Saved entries

--- START ---

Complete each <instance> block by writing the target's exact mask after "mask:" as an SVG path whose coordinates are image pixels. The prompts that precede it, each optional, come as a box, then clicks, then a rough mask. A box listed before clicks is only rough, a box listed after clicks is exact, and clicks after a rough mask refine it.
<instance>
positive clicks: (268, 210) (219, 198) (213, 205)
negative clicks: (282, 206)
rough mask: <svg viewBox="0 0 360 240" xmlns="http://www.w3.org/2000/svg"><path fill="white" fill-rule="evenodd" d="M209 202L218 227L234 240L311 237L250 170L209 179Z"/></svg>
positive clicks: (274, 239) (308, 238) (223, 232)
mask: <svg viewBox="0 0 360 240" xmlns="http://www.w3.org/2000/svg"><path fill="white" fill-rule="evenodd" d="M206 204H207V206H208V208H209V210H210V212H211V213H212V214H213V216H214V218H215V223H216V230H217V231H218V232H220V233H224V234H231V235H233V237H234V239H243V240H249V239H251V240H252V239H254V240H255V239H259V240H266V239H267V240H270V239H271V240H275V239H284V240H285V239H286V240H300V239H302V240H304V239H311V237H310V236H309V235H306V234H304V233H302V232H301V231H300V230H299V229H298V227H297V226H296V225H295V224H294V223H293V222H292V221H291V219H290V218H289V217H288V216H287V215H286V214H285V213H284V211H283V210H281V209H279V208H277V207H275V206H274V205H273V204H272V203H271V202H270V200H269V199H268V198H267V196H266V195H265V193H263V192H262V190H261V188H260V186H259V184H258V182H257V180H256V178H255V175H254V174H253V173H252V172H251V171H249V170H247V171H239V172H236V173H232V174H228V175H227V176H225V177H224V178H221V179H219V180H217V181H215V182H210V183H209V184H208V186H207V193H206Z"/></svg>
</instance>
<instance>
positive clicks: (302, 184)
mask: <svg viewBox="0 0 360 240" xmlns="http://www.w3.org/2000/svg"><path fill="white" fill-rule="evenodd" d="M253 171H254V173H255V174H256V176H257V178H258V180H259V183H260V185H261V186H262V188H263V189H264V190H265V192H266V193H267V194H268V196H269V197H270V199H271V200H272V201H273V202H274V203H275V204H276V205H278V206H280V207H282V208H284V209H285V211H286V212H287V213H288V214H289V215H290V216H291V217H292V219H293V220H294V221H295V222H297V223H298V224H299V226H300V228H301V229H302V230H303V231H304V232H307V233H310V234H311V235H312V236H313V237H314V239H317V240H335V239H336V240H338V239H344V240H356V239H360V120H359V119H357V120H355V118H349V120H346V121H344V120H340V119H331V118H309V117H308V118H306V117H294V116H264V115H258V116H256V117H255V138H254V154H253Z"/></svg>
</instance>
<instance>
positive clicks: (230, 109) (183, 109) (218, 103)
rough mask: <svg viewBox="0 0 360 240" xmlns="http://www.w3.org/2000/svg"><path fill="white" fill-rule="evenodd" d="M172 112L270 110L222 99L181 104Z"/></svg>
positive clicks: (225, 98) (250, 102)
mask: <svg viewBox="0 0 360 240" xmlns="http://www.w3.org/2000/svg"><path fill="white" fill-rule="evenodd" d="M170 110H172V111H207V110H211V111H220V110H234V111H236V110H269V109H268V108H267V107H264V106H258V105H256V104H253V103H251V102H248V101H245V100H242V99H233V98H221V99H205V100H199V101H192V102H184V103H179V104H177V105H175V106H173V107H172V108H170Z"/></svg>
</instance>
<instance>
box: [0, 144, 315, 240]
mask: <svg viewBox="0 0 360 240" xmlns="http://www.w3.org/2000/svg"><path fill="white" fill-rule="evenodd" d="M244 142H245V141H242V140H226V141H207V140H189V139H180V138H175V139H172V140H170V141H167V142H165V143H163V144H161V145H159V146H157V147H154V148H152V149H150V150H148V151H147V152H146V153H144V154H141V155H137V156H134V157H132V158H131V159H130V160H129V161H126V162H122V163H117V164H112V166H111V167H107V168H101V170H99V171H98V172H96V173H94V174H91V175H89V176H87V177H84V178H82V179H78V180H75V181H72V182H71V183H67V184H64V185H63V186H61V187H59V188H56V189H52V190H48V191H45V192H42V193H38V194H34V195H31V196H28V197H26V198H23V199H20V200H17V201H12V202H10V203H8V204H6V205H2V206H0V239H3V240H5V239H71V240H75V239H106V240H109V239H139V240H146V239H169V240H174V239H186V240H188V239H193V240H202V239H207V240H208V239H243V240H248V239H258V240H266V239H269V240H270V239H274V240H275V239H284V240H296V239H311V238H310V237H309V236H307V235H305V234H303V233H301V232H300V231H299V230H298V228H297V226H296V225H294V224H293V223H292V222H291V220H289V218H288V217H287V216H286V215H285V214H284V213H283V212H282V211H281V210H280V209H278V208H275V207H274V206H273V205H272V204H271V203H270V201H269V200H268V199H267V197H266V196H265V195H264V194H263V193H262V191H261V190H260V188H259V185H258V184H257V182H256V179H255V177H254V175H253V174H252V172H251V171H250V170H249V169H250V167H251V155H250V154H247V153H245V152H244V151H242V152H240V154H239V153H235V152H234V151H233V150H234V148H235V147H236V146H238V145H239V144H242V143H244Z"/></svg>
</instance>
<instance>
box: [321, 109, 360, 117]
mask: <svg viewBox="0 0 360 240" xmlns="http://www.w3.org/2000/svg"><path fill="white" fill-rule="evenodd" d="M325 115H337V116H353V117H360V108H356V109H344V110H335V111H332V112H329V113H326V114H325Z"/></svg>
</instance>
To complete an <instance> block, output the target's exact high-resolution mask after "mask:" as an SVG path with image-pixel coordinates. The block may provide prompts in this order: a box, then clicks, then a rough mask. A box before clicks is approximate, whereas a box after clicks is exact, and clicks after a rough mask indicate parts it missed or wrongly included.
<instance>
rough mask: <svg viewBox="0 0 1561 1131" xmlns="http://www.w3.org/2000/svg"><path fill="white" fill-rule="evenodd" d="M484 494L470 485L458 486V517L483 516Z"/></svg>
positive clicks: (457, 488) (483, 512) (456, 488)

--- END ---

◆ **TASK DETAILS**
Which lines above contain the word "prompts"? Show each of them.

◆ **EXERCISE OUTPUT**
Complete each <instance> block by writing the target's exact mask after "mask:" as an SVG path whose coordinates are image pixels. The prompts that precede it, each optional, come as a box, then clicks, then a rough mask. A box listed before clicks is only rough, a box listed after clicks is exact, and clicks after a rough mask refine it.
To complete an <instance> block, output the target's exact high-resolution mask after "mask:" as an SVG path with image-pixel coordinates. The block may provide prompts in this order: a box, then clicks, then a rough mask. A box before clicks is approximate, whereas a box after clicks is exact, and clicks after a rough mask indicate parts it missed or wrongly included.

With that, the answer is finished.